*RECORDS TO PROCESS*.
[START]
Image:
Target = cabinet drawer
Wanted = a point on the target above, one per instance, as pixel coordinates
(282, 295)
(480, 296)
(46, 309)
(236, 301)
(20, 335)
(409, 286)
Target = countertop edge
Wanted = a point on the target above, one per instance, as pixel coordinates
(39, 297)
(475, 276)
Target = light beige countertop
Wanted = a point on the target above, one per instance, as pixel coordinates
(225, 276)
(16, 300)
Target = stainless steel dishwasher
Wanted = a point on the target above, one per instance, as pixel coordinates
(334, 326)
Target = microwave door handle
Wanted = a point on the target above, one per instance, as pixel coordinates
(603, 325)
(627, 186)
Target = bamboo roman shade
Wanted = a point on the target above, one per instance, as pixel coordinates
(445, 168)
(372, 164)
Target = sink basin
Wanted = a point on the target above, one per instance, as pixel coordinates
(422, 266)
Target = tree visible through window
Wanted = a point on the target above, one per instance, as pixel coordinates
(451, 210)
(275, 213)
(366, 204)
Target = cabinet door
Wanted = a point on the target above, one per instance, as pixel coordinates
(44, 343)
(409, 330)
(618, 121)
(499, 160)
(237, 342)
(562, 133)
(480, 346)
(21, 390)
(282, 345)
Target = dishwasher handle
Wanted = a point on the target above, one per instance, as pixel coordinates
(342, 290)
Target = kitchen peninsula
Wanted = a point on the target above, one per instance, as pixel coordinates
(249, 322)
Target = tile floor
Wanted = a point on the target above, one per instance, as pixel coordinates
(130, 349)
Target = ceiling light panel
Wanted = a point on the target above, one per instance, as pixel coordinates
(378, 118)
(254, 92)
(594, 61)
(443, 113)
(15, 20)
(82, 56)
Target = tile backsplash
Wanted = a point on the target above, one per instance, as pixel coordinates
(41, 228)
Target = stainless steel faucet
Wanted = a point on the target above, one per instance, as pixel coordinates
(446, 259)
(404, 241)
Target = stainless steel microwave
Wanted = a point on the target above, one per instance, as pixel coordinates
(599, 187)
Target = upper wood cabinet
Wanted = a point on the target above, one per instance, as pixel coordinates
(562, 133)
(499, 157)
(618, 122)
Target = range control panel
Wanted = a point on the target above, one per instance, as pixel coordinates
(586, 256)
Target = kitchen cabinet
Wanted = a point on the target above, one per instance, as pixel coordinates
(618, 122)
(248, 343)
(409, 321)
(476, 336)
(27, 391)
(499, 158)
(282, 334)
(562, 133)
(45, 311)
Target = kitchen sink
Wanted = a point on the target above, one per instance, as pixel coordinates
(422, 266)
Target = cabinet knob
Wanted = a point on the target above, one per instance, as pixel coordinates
[END]
*STATED PROBLEM*. Please rewrite the material above, putting "brushed steel" wherever "stainless steel" appears and keeping every other line unchanged.

*FINAL RESULT*.
Image:
Target = cabinet drawer
Wanted = a point on the target above, one per instance, as pixel coordinates
(282, 295)
(480, 296)
(46, 309)
(236, 301)
(20, 335)
(409, 286)
Target = countertop edge
Wanted = a point on the target above, one per instance, as pixel coordinates
(39, 297)
(475, 276)
Target = light beige countertop
Wanted = a point on the target above, one per instance, as pixel coordinates
(225, 276)
(16, 300)
Target = brushed steel dishwasher
Wanted = a point on the target above, one per instance, as pixel coordinates
(334, 326)
Target = microwave door handle
Wanted = a point on the target above, one per instance, as pixel coordinates
(603, 325)
(627, 186)
Target = bamboo roman shade
Wanted = a point on the target above, one per instance, as pixel coordinates
(445, 168)
(372, 164)
Target = sink basin
Wanted = a point on the target above, one per instance, as pixel coordinates
(422, 266)
Target = tree visible through window
Wanted = a point on the target above, one per instance, as pixel coordinates
(451, 210)
(275, 213)
(366, 204)
Target = cabinet door
Wanted = a point on the target above, one per instance, as pixel coordinates
(44, 343)
(409, 330)
(618, 121)
(499, 160)
(237, 342)
(562, 133)
(480, 346)
(21, 390)
(282, 345)
Target = dishwasher handle
Wanted = a point on the target above, one per instance, as pixel coordinates
(342, 290)
Target = kitchen peninsula
Wanted = a point on the target above, one per instance, as pixel coordinates
(249, 322)
Target = tile floor
Wanted = a point on the target above, one per instance, as pixel coordinates
(130, 349)
Target = ceiling light panel
Wanted = a point on the target above, one per instance, as pixel coordinates
(378, 118)
(254, 92)
(594, 61)
(443, 113)
(15, 20)
(82, 56)
Target = tile backsplash
Wanted = a point on the target above, one per instance, as pixel coordinates
(41, 228)
Target = brushed steel faucet
Wanted = a point on the target above, one per instance, as pixel coordinates
(446, 259)
(404, 241)
Target = brushed steel microwave
Wanted = a point on the target above, one per instance, as pixel coordinates
(599, 187)
Target = upper wood cabinet
Wanted = a point on the target above, one per instance, as pixel coordinates
(562, 133)
(499, 157)
(618, 122)
Target = range control panel
Wanted = a point on the target above, one per instance, as pixel coordinates
(586, 256)
Target = kitchen cabinet
Wanted = a point on the target above, one per instance, as pixel coordinates
(618, 122)
(248, 343)
(409, 321)
(476, 336)
(27, 391)
(499, 158)
(282, 334)
(562, 133)
(45, 311)
Target = kitchen sink
Wanted = a point on the target above, one per instance, as pixel coordinates
(422, 266)
Target = cabinet knob
Wanted = a point on the target above, one per instance, as pixel coordinates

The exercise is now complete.